* Text segment

************

Observer, July 31: Our interview with Aaron Sorkin, creator of The West Wing ('Wing and a prayer', Review, 10 July) repeated press speculation that he would 'hole up in a room at the Four Seasons hotel in Los Angeles and consume huge amounts of crack while, at the same time, producing huge numbers of pages for the show'. We now accept that this is untrue. We were also wrong to say that he had his first spell in rehab in 1995: it was his only stint. Furthermore, we said he was now in a new relationship with Megan Gallagher and yet she was his fiancee 15 years ago. Apologies for these errors.

Atlanta Journal-Constitution, July 24: A July 10 Metro story about security at the Fulton County Courthouse, appearing under the headline "Security fell victim to budget, panel says," contained some errors or unsubstantiated assertions. The County Commission did not cut the sheriff's budget by $5.7 million. A budget analysis provided by the county shows that the county often has trimmed budget requests by the department, but it hasn't in recent years reduced the department's spending by such a large amount. There is no evidence to support the assertion that budget cuts forced the sheriff's department to cut 234 positions or that the county had imposed a hiring freeze that prevented the sheriff's department from filling 90 open positions. Finally, a quote attributed to former Sheriff Jackie Barrett—"The department does not have the manpower to secure a new courthouse without additional staff"—referred to the new juvenile courthouse, not the courthouse that was the scene of the March 11 fatal shootings.

St. Louis Post-Dispatch, July 31: An item in Deb Peterson's column of May 11 concerning a Girls Gone Wild promotion at Al Hrabosky's Ballpark Saloon was incorrect in several respects, including when it took place and who shut it down. Hrabosky said he asked managers of his downtown tavern to end the promotion after 1:30 a.m. on May 1. Off-duty police officers providing security at the bar asked patrons to leave the premises. No minors were hauled in by police. In addition, the restaurant had permission to serve alcohol in tents on the site.

New York Times, August 1: An article in Business Day on June 27 headlined "Lawsuit of the Rings" described a court action by Peter Jackson, director of "The Fellowship of the Ring," contending that New Line Cinema, a unit of Time Warner, had committed fraud in handling the film's subsidiary rights. The article included a quotation attributed to a lawyer for New Line, said to be involved in the suit but not further identified, contending that Mr. Jackson had already received an enormous amount of money from the company and asserting, "There's a certain piggishness involved here."

************

* Data
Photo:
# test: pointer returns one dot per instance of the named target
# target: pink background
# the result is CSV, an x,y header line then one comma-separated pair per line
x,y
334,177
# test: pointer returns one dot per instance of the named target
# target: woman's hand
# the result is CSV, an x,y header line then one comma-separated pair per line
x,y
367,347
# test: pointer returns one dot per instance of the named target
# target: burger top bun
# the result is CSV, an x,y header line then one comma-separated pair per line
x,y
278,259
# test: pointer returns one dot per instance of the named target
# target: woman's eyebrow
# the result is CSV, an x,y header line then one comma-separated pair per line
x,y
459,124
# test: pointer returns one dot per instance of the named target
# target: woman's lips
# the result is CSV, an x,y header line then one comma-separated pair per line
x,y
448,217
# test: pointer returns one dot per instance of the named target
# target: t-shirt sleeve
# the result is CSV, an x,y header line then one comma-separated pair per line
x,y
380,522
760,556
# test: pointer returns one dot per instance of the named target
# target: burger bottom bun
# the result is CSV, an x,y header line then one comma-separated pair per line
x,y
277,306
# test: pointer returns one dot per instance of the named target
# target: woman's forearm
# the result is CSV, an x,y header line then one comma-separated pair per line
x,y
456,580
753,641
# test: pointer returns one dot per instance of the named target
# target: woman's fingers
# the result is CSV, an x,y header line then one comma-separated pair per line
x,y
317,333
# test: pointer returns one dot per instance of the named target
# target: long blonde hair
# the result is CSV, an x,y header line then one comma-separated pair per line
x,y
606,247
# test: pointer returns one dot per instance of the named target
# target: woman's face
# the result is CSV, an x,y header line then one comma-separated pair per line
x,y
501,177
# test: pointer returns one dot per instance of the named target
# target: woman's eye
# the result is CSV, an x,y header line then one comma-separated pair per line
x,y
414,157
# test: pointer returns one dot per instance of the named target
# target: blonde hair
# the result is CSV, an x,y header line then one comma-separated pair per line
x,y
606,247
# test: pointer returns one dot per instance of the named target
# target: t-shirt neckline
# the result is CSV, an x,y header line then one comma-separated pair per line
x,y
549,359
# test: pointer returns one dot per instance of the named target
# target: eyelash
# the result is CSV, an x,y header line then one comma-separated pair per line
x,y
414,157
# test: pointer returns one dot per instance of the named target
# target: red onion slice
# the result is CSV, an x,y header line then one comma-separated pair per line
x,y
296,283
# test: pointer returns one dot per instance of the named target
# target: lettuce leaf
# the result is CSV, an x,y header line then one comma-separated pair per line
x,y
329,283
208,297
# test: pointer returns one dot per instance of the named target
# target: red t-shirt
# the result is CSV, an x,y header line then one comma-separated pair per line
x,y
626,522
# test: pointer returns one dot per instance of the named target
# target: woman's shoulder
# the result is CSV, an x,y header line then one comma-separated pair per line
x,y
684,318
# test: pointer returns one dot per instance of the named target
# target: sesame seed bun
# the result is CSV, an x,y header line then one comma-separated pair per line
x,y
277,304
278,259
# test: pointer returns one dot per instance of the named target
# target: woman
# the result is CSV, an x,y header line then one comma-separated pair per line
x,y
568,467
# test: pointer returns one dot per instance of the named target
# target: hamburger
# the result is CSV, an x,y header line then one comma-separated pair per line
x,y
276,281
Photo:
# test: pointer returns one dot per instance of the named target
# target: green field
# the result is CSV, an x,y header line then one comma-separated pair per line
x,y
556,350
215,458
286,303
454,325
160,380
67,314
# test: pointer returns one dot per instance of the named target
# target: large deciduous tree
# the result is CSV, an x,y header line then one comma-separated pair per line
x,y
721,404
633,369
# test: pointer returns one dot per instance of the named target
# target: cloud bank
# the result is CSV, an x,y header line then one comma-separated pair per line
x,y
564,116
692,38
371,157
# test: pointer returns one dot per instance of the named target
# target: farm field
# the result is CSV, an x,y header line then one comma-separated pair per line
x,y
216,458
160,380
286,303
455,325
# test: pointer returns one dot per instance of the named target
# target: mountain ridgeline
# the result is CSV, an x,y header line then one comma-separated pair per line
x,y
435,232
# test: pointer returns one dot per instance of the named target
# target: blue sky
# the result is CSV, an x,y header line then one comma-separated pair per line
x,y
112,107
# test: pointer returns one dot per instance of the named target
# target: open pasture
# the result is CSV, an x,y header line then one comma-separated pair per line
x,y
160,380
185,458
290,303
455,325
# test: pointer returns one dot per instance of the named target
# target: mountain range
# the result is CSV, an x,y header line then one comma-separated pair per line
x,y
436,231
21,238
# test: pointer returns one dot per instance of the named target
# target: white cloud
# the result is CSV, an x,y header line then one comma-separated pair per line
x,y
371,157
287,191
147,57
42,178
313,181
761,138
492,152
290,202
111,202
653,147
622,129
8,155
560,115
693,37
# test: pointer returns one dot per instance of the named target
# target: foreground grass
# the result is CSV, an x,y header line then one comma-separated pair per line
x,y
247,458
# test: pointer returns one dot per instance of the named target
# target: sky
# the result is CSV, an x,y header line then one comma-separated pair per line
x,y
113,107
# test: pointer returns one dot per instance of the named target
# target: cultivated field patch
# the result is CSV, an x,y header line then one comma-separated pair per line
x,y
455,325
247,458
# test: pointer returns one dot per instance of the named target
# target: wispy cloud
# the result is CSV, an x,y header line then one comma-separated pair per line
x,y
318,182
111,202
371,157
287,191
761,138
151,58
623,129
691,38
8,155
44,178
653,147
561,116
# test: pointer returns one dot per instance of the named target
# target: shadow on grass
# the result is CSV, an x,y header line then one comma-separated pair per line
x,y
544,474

************

* Your tasks
[1] Print the portion of the newspaper corrections that begins at "Observer, July 31: Our" and stops after "for these errors.".
[2] Answer these questions from the newspaper corrections.
(a) Which hotel did the press speculation about Aaron Sorkin name?
(b) By what amount did the County Commission not cut the sheriff's budget?
(c) When did Hrabosky say he asked his managers to end the promotion?
[3] Write the next part of the newspaper corrections, starting after its final sentence.
The material isn't needed here.

* In response
[1]
Observer, July 31: Our interview with Aaron Sorkin, creator of The West Wing ('Wing and a prayer', Review, 10 July) repeated press speculation that he would 'hole up in a room at the Four Seasons hotel in Los Angeles and consume huge amounts of crack while, at the same time, producing huge numbers of pages for the show'. We now accept that this is untrue. We were also wrong to say that he had his first spell in rehab in 1995: it was his only stint. Furthermore, we said he was now in a new relationship with Megan Gallagher and yet she was his fiancee 15 years ago. Apologies for these errors.

[2]
(a) The Four Seasons hotel in Los Angeles.
(b) $5.7 million.
(c) After 1:30 a.m. on May 1.

[3]
The Times's policy does not permit the granting of anonymity to confidential news sources "as cover for a personal or partisan attack." In fairness the quotation should not have appeared.
The article also referred incompletely to an assertion of "self-dealing," the sale of subsidiary rights to other companies under the Time Warner umbrella, and to the way it could affect the film's gross revenues, upon which Mr. Jackson's percentage is based. The possibility that such deals lowered the gross revenues is an allegation in the lawsuit, not an established fact.
The article also omitted context for a comment by Robert Schwartz, an entertainment lawyer hired by New Line, that litigants are willing to settle for far less than what they initially claim. He says he was speaking in general about such lawsuits, not specifically about the parties in Mr. Jackson's suit.
The article and a related chart misstated the role of Warner Books in the distribution of subsidiary rights for the "Lord of the Rings" films. Warner Books did not receive such rights. The chart referred incorrectly to rights for foreign theatrical exhibition, home video and television markets sold to Warner Brothers International. New Line sold Warner Brothers International less than 30 percent of such rights, not a majority. The article also misstated the name of the music division of Time Warner that had the rights to the film's soundtrack. It was Warner Brothers Records (now the Warner Music Group), not Warner Records.
Inappropriate anonymice find a back road into the Times again! Times public editor Byron Calame, in a column about the paper's freelancers, suggests that this quote was included because the freelance author of the piece didn't know the paper's ethics guidelines. But shouldn't the editor have known? For another example of anonymice, keep reading...

Anonymice Infestations

New York Times, July 19: A front-page subheading on Friday with an article about the disputed involvement of Karl Rove, the White House senior adviser, in leaking the name of a C.I.A. officer omitted attribution for an account of Mr. Rove's words to the columnist Robert D. Novak. The conversation was described by someone who had been officially briefed on the matter. According to the account, Mr. Rove said "I heard that, too" after hearing about the officer from the columnist. The subheading should not have attributed the account of that comment directly to Mr. Rove.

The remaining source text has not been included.